● **Work instructions**:
Return exactly the lines that run from the one containing "the form (150,145)." to the end of the entries, with both ends included.

● **Data**:
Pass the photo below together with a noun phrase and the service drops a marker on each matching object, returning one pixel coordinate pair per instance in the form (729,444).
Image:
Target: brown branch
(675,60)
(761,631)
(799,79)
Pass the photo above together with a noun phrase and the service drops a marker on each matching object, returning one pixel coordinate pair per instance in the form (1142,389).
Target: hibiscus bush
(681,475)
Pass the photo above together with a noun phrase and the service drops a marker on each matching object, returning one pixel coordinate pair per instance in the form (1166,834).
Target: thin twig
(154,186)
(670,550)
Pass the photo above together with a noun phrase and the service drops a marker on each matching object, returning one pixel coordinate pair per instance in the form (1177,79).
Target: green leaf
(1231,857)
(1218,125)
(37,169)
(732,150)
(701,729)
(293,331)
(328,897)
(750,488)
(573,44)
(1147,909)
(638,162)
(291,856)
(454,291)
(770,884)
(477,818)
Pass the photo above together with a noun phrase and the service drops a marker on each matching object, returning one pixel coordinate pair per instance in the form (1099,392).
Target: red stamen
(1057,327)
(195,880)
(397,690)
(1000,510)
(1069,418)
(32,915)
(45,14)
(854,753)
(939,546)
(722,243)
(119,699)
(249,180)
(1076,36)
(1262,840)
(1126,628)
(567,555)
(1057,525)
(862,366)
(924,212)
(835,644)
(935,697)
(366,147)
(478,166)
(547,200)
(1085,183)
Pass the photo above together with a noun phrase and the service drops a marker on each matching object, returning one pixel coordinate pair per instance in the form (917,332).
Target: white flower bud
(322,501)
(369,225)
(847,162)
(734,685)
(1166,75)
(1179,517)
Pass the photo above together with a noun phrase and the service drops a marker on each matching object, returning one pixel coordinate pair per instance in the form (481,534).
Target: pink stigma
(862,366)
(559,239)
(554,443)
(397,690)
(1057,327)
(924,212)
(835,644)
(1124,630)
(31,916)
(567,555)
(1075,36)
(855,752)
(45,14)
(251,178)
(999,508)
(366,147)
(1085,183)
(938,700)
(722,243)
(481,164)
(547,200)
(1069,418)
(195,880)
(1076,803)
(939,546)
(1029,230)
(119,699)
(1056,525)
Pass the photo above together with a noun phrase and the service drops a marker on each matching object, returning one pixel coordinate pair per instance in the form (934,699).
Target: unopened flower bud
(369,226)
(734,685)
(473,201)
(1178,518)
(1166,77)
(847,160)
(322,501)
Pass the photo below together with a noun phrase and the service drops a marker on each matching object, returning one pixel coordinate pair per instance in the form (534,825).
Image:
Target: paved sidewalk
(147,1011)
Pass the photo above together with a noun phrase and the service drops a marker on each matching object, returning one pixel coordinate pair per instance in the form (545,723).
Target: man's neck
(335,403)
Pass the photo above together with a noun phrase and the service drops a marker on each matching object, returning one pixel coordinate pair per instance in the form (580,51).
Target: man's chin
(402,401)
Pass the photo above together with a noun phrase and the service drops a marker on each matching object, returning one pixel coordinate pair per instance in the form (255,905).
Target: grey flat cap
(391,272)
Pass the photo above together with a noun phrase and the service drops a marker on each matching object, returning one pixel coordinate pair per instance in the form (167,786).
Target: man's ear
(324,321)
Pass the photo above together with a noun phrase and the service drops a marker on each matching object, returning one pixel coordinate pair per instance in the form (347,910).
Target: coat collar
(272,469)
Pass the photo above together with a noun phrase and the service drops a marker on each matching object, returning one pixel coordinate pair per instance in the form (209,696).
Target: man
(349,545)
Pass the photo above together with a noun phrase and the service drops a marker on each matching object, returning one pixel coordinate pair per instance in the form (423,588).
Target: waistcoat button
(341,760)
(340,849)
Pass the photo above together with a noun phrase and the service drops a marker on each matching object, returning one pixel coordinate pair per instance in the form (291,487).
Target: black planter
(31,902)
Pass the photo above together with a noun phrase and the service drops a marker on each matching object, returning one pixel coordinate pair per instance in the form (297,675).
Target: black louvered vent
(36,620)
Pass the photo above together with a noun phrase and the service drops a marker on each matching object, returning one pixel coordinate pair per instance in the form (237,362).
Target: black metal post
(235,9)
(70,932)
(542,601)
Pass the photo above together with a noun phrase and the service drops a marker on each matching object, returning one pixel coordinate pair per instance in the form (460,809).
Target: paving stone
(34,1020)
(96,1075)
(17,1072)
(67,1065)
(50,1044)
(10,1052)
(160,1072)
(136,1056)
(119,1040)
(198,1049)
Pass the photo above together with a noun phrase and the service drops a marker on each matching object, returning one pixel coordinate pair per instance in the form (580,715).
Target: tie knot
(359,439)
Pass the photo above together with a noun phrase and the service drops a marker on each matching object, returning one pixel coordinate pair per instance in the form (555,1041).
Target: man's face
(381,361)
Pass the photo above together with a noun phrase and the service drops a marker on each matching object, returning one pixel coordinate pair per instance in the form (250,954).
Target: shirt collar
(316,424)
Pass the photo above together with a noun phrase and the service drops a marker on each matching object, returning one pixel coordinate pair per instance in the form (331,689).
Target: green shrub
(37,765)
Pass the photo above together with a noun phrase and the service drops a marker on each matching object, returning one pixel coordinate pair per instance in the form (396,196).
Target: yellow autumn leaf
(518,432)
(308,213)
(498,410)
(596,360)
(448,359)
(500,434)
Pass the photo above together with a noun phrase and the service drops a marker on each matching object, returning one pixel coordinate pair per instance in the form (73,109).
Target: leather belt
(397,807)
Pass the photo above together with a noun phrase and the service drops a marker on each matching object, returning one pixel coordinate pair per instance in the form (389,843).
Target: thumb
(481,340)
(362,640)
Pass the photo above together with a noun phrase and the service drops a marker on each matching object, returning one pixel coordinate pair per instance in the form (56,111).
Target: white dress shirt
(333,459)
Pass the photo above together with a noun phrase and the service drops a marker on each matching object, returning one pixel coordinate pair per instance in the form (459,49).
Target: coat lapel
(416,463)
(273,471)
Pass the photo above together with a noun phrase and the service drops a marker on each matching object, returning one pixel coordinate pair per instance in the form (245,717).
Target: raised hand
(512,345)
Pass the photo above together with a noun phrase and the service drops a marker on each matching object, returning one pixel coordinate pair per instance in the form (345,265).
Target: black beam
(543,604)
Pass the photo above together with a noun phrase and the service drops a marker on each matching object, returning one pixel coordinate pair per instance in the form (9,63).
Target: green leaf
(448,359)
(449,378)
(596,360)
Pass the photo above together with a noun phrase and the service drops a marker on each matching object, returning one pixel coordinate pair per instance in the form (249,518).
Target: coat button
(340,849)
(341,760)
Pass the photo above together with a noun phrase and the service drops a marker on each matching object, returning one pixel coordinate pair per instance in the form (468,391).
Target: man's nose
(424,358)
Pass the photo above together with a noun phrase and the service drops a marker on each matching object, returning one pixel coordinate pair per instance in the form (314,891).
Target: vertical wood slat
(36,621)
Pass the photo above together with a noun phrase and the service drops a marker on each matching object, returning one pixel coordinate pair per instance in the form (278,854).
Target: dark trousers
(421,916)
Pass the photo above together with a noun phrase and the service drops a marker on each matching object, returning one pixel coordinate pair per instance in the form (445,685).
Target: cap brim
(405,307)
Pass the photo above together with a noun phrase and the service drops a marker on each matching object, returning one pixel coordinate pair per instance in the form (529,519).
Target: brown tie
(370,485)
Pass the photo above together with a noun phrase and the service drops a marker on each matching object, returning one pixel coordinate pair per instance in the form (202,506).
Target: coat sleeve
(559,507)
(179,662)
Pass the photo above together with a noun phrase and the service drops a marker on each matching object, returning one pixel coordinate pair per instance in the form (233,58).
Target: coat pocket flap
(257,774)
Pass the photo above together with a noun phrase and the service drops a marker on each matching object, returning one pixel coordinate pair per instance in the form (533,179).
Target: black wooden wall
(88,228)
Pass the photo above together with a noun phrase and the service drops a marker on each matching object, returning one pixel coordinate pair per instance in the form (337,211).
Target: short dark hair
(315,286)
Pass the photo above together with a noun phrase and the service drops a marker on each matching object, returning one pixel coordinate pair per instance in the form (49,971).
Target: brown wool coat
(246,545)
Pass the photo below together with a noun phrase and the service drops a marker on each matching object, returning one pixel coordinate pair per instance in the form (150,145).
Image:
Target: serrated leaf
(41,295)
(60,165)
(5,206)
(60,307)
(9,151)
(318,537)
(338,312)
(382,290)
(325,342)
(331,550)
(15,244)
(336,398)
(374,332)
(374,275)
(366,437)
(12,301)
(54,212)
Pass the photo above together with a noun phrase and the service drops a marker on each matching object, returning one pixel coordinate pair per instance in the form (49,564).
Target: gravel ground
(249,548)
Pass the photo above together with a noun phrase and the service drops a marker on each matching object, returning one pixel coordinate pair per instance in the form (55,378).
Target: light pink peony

● **Correct answer**:
Pass the photo below together with a noun phrase and the service drops a marker on each matching object, returning one pixel coordinate pair per instance in the form (150,145).
Image:
Target: serrated leaf
(41,295)
(60,165)
(5,206)
(60,307)
(9,151)
(318,537)
(338,312)
(382,290)
(325,342)
(331,550)
(15,244)
(336,398)
(374,332)
(374,275)
(366,437)
(12,301)
(54,212)
Pass the photo above together with a noun phrase and the service drops a marker on each matching object, returning one pixel coordinate pair per instance in the form (49,564).
Target: gravel ground
(249,548)
Pass the photo above together with a noun phrase and the service drops a marker on each matching object, returning one pixel coordinate pair per instance in the form (55,378).
Target: light pink peony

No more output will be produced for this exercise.